* **YOUR ASSIGNMENT**
Throughout the material, some lines may have the word "coordinates". Count them and give the number only.

* **DATA RECORDS**
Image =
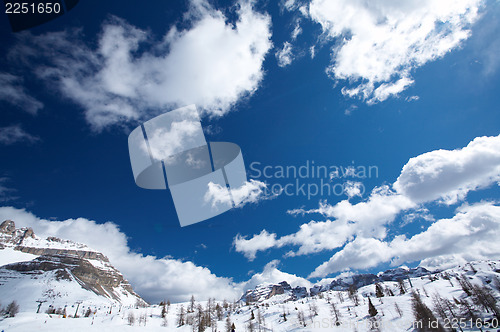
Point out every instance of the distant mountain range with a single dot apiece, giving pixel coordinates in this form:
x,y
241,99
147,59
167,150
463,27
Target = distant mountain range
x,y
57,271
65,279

==

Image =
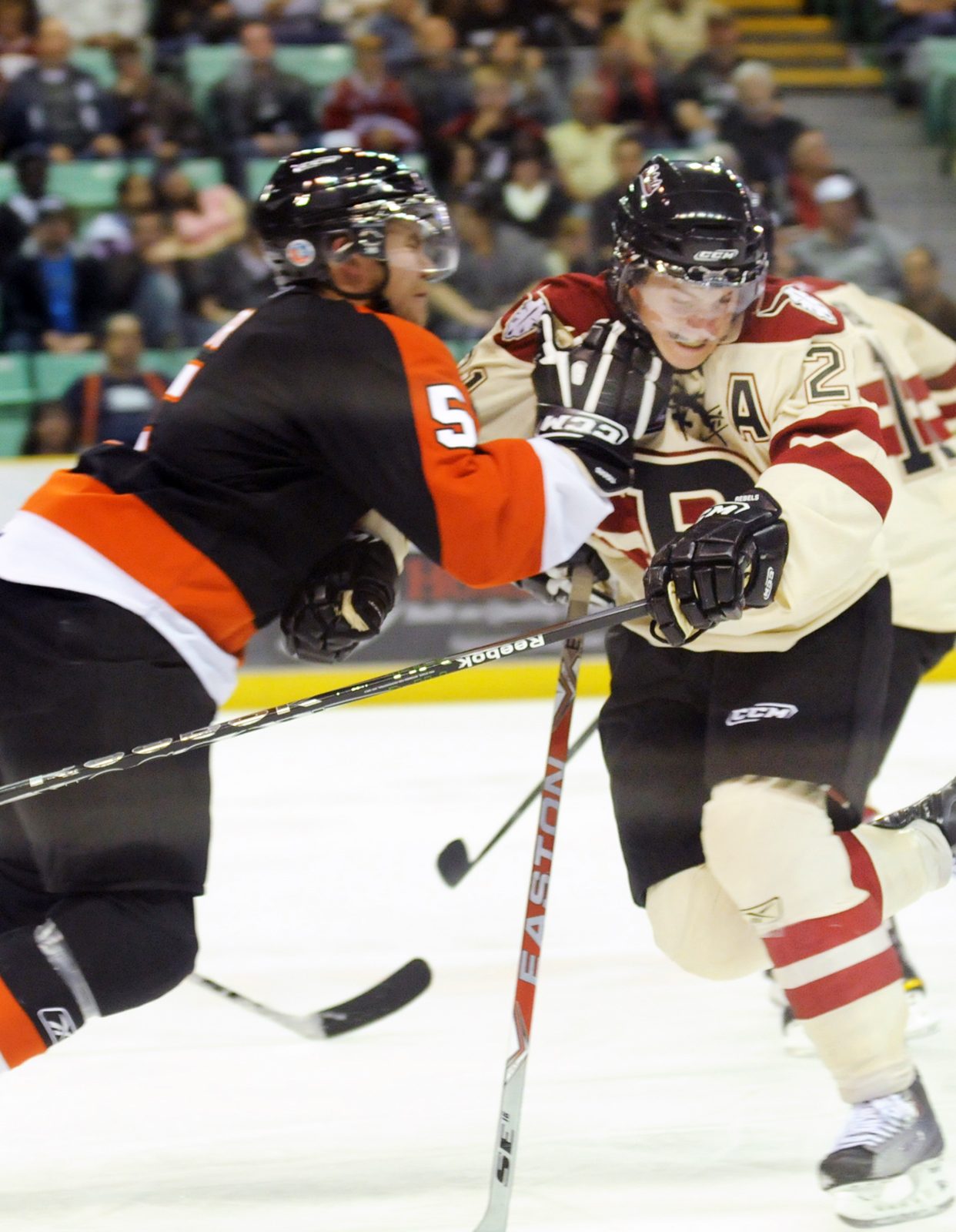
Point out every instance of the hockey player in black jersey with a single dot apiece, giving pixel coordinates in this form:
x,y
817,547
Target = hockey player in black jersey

* **EXERCISE OUTPUT**
2